(Data records)
_ _ _ _ _ _ _

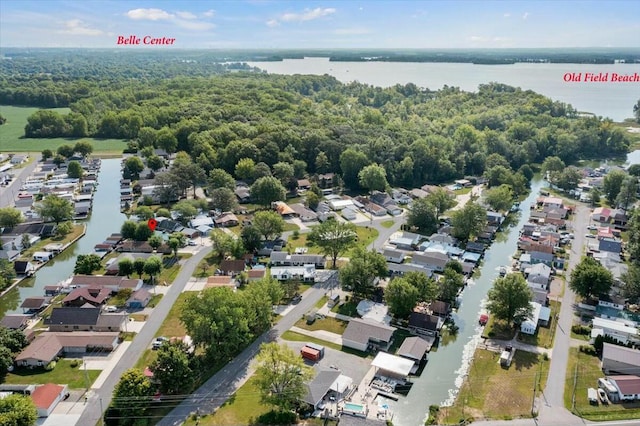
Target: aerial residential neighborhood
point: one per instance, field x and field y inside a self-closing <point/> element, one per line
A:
<point x="247" y="234"/>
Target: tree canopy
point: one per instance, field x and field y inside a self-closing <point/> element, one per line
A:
<point x="589" y="278"/>
<point x="509" y="299"/>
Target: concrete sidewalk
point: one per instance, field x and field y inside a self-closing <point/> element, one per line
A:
<point x="320" y="334"/>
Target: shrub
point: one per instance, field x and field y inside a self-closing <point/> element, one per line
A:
<point x="278" y="418"/>
<point x="580" y="329"/>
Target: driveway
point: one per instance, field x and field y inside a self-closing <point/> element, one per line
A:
<point x="8" y="193"/>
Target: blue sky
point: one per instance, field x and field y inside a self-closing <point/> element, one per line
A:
<point x="330" y="24"/>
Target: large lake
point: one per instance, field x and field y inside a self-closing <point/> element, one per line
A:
<point x="607" y="99"/>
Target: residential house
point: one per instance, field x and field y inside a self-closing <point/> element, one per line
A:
<point x="84" y="319"/>
<point x="49" y="345"/>
<point x="394" y="256"/>
<point x="325" y="180"/>
<point x="114" y="284"/>
<point x="620" y="359"/>
<point x="415" y="348"/>
<point x="283" y="209"/>
<point x="95" y="296"/>
<point x="601" y="214"/>
<point x="628" y="387"/>
<point x="399" y="269"/>
<point x="303" y="185"/>
<point x="232" y="267"/>
<point x="226" y="220"/>
<point x="15" y="322"/>
<point x="432" y="260"/>
<point x="304" y="273"/>
<point x="139" y="299"/>
<point x="35" y="304"/>
<point x="319" y="387"/>
<point x="24" y="267"/>
<point x="363" y="334"/>
<point x="46" y="398"/>
<point x="610" y="245"/>
<point x="440" y="308"/>
<point x="424" y="323"/>
<point x="539" y="316"/>
<point x="619" y="330"/>
<point x="282" y="258"/>
<point x="305" y="214"/>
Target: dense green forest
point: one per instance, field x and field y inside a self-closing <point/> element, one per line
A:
<point x="314" y="123"/>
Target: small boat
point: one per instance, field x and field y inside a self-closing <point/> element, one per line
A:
<point x="484" y="318"/>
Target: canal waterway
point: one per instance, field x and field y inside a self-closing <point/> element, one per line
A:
<point x="105" y="219"/>
<point x="447" y="366"/>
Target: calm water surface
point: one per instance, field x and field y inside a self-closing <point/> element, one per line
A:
<point x="105" y="219"/>
<point x="607" y="99"/>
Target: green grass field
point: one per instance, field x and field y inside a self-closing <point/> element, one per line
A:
<point x="12" y="135"/>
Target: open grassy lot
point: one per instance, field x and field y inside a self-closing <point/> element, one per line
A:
<point x="496" y="393"/>
<point x="587" y="374"/>
<point x="12" y="135"/>
<point x="297" y="337"/>
<point x="328" y="324"/>
<point x="63" y="373"/>
<point x="242" y="408"/>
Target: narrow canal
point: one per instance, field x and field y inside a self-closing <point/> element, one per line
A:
<point x="105" y="219"/>
<point x="448" y="365"/>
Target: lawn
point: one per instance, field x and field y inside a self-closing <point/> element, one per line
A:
<point x="493" y="392"/>
<point x="242" y="408"/>
<point x="75" y="377"/>
<point x="12" y="135"/>
<point x="297" y="337"/>
<point x="587" y="374"/>
<point x="328" y="324"/>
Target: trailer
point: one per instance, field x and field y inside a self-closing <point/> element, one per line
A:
<point x="310" y="354"/>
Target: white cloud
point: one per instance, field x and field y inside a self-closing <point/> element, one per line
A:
<point x="149" y="14"/>
<point x="352" y="31"/>
<point x="77" y="27"/>
<point x="307" y="15"/>
<point x="186" y="15"/>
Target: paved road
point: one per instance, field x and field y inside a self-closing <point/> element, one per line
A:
<point x="100" y="399"/>
<point x="225" y="382"/>
<point x="9" y="192"/>
<point x="551" y="405"/>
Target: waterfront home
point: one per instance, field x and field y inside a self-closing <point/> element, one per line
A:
<point x="50" y="345"/>
<point x="620" y="359"/>
<point x="394" y="256"/>
<point x="283" y="258"/>
<point x="540" y="316"/>
<point x="304" y="273"/>
<point x="362" y="334"/>
<point x="424" y="323"/>
<point x="628" y="386"/>
<point x="318" y="388"/>
<point x="95" y="296"/>
<point x="84" y="319"/>
<point x="415" y="348"/>
<point x="615" y="329"/>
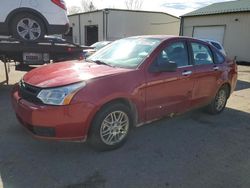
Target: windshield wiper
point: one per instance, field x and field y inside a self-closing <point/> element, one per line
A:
<point x="99" y="62"/>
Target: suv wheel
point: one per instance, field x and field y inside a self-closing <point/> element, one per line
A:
<point x="27" y="27"/>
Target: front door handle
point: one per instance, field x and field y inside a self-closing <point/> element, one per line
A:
<point x="186" y="73"/>
<point x="216" y="68"/>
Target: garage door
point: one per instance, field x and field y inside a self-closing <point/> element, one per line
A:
<point x="210" y="32"/>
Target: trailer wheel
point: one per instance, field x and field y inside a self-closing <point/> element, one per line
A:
<point x="27" y="27"/>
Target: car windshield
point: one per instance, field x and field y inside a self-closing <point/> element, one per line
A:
<point x="99" y="45"/>
<point x="126" y="53"/>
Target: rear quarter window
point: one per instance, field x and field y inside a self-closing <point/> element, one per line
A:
<point x="216" y="45"/>
<point x="219" y="58"/>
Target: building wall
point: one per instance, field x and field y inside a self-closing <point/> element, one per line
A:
<point x="74" y="23"/>
<point x="128" y="23"/>
<point x="236" y="36"/>
<point x="122" y="24"/>
<point x="86" y="19"/>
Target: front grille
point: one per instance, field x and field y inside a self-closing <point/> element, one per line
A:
<point x="29" y="92"/>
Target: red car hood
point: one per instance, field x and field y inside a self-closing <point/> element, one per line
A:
<point x="67" y="73"/>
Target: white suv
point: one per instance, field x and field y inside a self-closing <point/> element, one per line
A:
<point x="30" y="20"/>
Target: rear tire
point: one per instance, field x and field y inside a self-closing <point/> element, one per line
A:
<point x="27" y="27"/>
<point x="219" y="102"/>
<point x="110" y="127"/>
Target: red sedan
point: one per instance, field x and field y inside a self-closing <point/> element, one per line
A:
<point x="128" y="83"/>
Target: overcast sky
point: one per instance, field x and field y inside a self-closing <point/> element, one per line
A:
<point x="174" y="7"/>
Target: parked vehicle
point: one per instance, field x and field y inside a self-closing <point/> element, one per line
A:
<point x="130" y="82"/>
<point x="31" y="20"/>
<point x="95" y="47"/>
<point x="217" y="45"/>
<point x="49" y="49"/>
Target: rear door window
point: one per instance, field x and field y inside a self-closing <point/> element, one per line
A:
<point x="201" y="54"/>
<point x="174" y="52"/>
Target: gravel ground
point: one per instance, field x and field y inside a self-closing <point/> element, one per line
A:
<point x="191" y="150"/>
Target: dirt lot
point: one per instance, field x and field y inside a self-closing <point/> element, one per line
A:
<point x="192" y="150"/>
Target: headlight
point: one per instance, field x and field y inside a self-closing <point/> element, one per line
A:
<point x="60" y="95"/>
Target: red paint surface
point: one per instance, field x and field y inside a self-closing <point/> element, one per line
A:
<point x="153" y="95"/>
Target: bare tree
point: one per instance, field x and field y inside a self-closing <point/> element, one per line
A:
<point x="87" y="5"/>
<point x="133" y="4"/>
<point x="74" y="10"/>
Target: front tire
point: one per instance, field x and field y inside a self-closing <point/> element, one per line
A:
<point x="219" y="102"/>
<point x="110" y="127"/>
<point x="27" y="27"/>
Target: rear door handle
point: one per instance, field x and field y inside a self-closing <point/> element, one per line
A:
<point x="186" y="73"/>
<point x="216" y="68"/>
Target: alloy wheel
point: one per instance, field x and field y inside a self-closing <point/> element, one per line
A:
<point x="114" y="127"/>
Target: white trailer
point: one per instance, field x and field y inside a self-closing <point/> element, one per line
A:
<point x="113" y="24"/>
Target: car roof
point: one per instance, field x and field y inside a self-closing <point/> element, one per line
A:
<point x="163" y="37"/>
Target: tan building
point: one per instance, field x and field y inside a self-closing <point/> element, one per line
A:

_ _ _ _ _ _ _

### What the task requires
Among the records above, find each line containing the string "residential" and copy it.

### Task solution
Target: aerial residential neighborhood
Target: residential house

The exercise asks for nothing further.